PROBLEMS TO SOLVE:
(a) In the excerpt on the debt limit, with whom did then-Treasury Secretary Steven Mnuchin strike a broader spending deal in 2019?
(b) Reproduce a passage from the debt limit excerpt word for word, starting at the words "The Senate is" and ending after the words "hope to pass.".

Leaving the debt limit out of the budget resolution is also not an irreversible decision for Democrats, once made. But the choice to omit it at the outset will seriously complicate the task of preventing the nation from defaulting on its loans without Senate Republican votes.
The Senate is expected to begin a “vote-a-rama” in the next few days to kick off work on their $3.5 trillion plan, a process that forced senators to vote all night when Democrats worked to pass the $1.9 trillion pandemic aid package earlier this year.
If a new debt limit is not added to the budget measure before that exhausting legislative feat is over, Democrats would have to endure at least one more marathon voting spree to handle the issue on their own.
Republicans remain hands-off as they watch their Democratic counterparts strategize on the problem after the majority party stiff-armed Republicans on both the $1.9 billion pandemic relief plan earlier this year and the $3.5 trillion proposal they now hope to pass.
“I guess they could always amend it,” Cornyn said about backtracking to add the debt limit to the budget measure later on. “I’m sure they’ll have to figure it out. But we’re not going to lift the debt limit without some reforms.”
Using the one-party approach to handling the debt limit has one major procedural drawback. Under the reconciliation process, Democrats would likely have to set a new multitrillion-dollar ceiling for how much debt the United States can hold, beyond the red ink already racked up.
If the majority party goes the regular route, relying on Republican votes, the debt limit can simply be suspended for a specific period of time. That was the approach the two parties settled on in 2019, when then-Treasury Secretary Steven Mnuchin struck a broader spending deal with House Speaker Nancy Pelosi to waive off the debt limit until now.
Avoiding a vote on a definite new borrowing ceiling, when the federal debt already tops $28 trillion, is expected to placate moderates like Sens. Joe Manchin (D-W.Va.) and Jon Tester (D-Mont.). Both of them opposed a less contentious suspension of the debt ceiling just two years ago.

INFORMATION GIVEN:
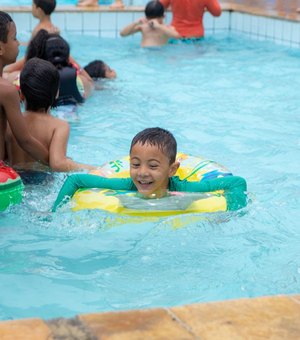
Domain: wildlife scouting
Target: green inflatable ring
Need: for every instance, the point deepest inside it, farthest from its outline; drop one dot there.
(11, 187)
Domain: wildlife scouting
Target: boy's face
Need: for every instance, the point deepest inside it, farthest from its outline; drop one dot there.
(9, 50)
(109, 73)
(150, 170)
(34, 10)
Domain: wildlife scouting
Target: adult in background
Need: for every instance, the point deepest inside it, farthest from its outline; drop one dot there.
(188, 15)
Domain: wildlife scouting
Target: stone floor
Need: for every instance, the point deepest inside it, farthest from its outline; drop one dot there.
(276, 318)
(280, 8)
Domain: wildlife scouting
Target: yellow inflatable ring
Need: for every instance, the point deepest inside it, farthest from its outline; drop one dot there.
(128, 203)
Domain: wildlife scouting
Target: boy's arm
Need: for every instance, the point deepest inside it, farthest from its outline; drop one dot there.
(169, 31)
(11, 105)
(78, 181)
(58, 161)
(234, 188)
(132, 28)
(165, 3)
(214, 7)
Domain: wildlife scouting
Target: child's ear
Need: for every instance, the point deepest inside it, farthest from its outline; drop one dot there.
(173, 168)
(2, 48)
(22, 97)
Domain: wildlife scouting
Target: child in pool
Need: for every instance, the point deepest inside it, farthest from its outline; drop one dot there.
(99, 69)
(154, 31)
(9, 99)
(42, 10)
(39, 82)
(152, 168)
(75, 84)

PER-TASK ANSWERS:
(a) House Speaker Nancy Pelosi.

(b)
The Senate is expected to begin a “vote-a-rama” in the next few days to kick off work on their $3.5 trillion plan, a process that forced senators to vote all night when Democrats worked to pass the $1.9 trillion pandemic aid package earlier this year.
If a new debt limit is not added to the budget measure before that exhausting legislative feat is over, Democrats would have to endure at least one more marathon voting spree to handle the issue on their own.
Republicans remain hands-off as they watch their Democratic counterparts strategize on the problem after the majority party stiff-armed Republicans on both the $1.9 billion pandemic relief plan earlier this year and the $3.5 trillion proposal they now hope to pass.